▸ Job:
Rewrite the lines from the one containing "puppy's white front" through the one containing "pixel 155 190", substituting "item" for every "object" and changing nothing else.

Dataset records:
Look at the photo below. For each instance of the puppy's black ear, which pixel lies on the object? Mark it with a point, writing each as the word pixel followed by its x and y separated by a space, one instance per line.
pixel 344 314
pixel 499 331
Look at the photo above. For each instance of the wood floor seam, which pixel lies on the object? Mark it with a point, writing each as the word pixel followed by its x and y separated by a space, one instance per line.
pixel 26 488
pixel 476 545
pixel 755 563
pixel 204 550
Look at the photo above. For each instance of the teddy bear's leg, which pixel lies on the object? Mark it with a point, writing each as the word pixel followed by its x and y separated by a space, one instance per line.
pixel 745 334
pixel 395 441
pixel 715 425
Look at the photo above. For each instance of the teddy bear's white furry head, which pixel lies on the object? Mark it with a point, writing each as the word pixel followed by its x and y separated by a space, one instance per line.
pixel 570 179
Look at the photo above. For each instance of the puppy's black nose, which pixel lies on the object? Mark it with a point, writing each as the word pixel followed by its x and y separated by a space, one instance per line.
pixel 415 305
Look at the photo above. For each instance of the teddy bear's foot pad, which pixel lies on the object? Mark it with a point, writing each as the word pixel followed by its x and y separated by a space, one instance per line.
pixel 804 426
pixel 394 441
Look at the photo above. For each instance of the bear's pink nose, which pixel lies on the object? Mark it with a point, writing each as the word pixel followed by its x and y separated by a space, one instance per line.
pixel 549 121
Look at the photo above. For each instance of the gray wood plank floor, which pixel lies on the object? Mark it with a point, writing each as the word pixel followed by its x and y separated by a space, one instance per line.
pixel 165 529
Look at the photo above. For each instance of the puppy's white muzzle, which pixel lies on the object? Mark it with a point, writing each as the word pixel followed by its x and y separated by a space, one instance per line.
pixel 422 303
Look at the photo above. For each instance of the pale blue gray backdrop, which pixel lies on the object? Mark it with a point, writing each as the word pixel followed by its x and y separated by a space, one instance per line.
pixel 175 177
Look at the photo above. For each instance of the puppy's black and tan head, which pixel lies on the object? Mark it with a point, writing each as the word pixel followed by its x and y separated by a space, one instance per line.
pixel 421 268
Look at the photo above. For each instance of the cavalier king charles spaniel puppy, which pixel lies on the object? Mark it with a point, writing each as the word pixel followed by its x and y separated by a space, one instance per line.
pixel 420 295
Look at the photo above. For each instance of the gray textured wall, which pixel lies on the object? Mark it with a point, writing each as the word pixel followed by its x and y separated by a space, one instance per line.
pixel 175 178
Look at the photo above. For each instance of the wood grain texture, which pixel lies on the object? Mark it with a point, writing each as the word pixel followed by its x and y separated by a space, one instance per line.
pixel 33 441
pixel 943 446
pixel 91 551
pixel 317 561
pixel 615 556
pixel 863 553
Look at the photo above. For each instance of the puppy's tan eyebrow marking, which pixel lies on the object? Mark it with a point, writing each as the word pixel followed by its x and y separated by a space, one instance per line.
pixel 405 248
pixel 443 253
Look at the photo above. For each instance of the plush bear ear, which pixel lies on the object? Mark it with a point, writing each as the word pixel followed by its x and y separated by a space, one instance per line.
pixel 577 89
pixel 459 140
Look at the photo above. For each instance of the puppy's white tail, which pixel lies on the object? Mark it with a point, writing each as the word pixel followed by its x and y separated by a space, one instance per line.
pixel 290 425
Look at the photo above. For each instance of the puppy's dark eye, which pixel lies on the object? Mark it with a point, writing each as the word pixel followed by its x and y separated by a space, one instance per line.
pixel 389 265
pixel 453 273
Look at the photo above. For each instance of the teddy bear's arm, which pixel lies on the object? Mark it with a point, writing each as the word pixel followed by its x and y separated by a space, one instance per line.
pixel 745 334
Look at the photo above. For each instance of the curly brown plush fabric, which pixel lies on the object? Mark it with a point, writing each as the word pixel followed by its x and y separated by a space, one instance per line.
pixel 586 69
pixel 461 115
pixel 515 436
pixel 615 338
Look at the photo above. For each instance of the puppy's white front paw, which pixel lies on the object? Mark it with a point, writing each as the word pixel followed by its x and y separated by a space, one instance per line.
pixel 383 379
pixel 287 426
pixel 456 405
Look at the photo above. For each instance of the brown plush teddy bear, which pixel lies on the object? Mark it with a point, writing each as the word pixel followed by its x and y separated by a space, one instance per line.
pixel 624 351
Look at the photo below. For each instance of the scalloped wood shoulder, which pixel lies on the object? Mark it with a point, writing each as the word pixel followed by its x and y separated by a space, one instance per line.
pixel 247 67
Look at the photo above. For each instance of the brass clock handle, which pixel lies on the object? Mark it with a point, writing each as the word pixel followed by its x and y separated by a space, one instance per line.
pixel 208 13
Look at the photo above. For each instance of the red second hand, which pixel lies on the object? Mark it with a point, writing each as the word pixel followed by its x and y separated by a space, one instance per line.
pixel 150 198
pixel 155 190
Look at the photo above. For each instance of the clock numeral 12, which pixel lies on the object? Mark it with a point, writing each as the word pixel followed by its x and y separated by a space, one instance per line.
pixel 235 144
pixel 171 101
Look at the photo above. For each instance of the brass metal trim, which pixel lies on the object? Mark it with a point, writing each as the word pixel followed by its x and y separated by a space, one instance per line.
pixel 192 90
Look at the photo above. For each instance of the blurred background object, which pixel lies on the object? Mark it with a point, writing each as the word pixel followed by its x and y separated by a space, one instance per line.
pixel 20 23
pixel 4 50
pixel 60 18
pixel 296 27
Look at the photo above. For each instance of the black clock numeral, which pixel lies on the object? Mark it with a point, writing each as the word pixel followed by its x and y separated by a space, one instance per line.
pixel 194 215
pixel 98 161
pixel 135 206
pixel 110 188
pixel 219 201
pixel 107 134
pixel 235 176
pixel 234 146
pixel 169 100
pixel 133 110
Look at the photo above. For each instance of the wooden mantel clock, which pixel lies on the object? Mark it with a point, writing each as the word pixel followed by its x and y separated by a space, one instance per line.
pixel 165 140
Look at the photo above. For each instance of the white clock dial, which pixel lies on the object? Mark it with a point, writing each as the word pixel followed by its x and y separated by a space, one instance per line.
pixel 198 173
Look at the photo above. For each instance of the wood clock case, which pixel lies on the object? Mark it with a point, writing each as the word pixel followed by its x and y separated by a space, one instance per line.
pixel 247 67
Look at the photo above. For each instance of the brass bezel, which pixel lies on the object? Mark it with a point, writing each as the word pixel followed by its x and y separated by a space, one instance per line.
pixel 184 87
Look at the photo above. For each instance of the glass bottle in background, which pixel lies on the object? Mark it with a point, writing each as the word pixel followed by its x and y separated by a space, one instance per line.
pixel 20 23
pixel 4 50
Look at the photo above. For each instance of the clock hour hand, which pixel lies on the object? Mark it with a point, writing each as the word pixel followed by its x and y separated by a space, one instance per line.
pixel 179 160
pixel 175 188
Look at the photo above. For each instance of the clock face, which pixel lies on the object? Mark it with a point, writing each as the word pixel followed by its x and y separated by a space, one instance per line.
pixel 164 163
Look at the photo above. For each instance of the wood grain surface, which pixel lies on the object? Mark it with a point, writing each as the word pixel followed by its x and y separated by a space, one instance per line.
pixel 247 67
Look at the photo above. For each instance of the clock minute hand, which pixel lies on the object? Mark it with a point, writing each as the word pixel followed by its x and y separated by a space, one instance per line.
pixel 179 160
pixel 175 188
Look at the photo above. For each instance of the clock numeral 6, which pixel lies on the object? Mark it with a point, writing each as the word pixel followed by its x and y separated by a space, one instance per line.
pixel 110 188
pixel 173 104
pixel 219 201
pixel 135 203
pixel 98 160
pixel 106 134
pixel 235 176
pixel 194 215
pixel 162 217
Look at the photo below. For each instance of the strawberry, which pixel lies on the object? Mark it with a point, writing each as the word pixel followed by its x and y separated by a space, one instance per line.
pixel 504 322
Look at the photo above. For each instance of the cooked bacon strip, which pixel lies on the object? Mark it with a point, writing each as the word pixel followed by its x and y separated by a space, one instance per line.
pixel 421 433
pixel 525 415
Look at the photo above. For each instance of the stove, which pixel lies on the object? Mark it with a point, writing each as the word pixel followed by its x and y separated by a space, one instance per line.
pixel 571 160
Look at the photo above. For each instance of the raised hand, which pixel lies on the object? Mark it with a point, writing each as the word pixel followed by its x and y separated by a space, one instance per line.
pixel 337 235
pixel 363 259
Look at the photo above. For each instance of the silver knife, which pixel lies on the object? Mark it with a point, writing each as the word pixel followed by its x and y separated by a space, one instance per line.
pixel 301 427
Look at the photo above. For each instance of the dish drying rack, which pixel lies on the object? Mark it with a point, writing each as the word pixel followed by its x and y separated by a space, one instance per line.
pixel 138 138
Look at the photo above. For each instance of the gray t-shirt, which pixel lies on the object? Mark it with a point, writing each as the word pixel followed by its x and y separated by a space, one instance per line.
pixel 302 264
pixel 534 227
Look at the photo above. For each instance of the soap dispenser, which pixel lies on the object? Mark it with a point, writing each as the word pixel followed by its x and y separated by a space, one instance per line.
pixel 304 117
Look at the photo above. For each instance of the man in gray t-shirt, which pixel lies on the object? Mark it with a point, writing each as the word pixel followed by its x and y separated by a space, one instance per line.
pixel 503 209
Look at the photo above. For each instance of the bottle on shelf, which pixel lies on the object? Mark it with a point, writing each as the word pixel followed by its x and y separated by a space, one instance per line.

▸ Task result:
Look at the photo above. For each instance of the puppy's white front paw, which pixel lies on the item? Mark it with a point, writing each as the word pixel followed by its x and y separated by a space, one instance per line.
pixel 383 379
pixel 287 426
pixel 456 405
Look at the photo above. For each instance of the brown plush teddy bear, which pixel lies on the item? Mark it with a point, writing each as the word pixel followed by its x and y separated by a space, one instance per line.
pixel 624 351
Look at the photo below. For each instance of the scalloped wood shoulder, which pixel lies on the item? Mark it with a point, writing each as the word pixel followed by its x and y separated by a space, one instance per line.
pixel 247 67
Look at the photo above. For each instance of the brass clock handle, which pixel lies on the item? Mark it with a point, writing each as the word pixel followed by its x and y separated by a space, one instance per line.
pixel 208 13
Look at the photo above. For each instance of the red second hand, which pixel lies on the item? Mark it with a point, writing each as the word pixel followed by its x and y separated by a space, one instance per line.
pixel 150 198
pixel 155 190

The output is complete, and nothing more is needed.